▶ **PROBLEM DETAILS**
Output all the material that follows, exactly as given.
## start
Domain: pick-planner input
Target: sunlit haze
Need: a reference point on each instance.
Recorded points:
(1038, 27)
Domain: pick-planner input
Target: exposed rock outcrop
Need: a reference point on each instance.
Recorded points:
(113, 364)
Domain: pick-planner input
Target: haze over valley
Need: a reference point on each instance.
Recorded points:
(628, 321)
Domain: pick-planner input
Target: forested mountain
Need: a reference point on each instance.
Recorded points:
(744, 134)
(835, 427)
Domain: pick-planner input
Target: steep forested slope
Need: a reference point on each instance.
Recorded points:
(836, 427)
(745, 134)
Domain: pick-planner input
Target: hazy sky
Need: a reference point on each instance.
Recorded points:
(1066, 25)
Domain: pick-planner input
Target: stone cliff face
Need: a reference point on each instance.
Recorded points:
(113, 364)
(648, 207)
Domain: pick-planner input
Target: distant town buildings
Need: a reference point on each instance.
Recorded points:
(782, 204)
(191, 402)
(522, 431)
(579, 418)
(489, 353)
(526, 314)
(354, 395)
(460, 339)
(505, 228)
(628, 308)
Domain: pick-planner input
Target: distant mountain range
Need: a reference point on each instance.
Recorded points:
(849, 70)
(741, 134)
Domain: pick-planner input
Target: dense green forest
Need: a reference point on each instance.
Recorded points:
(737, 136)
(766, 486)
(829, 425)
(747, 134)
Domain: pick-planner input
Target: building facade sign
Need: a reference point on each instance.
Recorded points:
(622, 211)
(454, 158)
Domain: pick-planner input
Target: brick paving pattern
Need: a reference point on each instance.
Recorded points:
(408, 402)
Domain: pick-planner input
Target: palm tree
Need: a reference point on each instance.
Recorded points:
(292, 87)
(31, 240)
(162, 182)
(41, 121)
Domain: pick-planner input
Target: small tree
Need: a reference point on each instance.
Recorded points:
## end
▶ **FINAL ANSWER**
Domain: pick-planner input
Target: sunlit haze
Need: a reference point on each instance.
Recorded points:
(1038, 27)
Domain: pick-planner input
Target: exposed rock outcrop
Need: a reference point on each instance.
Recorded points:
(113, 364)
Domain: pick-planner input
Target: haze over valley
Need: a reference point on each instance.
Recorded points:
(628, 321)
Domain: pick-planner input
Target: forested mountain
Need: a reference point on each instance.
Recorded points:
(744, 134)
(835, 427)
Domain: pick-planner input
Target: steep forested slope
Need: a reference point on each instance.
Recorded points:
(836, 427)
(745, 134)
Domain: pick-planner input
Target: hazy sky
Need: a reference point on each instance.
Recorded points:
(1066, 25)
Domain: pick-planner input
Target: stone cliff face
Need: a reference point on each instance.
Recorded points:
(113, 364)
(648, 207)
Domain: pick-planner input
Target: distant town buildings
Need: a reference point on each instance.
Recorded points:
(782, 204)
(191, 402)
(522, 431)
(579, 418)
(489, 353)
(526, 314)
(354, 395)
(460, 339)
(505, 228)
(628, 308)
Domain: pick-planner input
Target: distant mountain range
Need: a reference point on each instance.
Recorded points:
(849, 70)
(741, 134)
Domain: pick-planner input
Target: dense green forest
Need: a reference point on each instance.
Recorded points:
(737, 136)
(766, 486)
(829, 425)
(747, 134)
Domain: pick-planner input
Target: building facade sign
Need: a reference point on each instance.
Recorded points:
(622, 211)
(454, 158)
Domain: pick-planner input
Target: brick paving pattern
Need: a reference point on each instance.
Recorded points:
(408, 402)
Domain: pick-planner input
Target: palm tree
Need: a reference point on each instance.
Recorded points:
(292, 87)
(31, 240)
(162, 182)
(41, 121)
Domain: pick-planner input
Target: small tree
Need: a reference point on each instance.
Recorded points:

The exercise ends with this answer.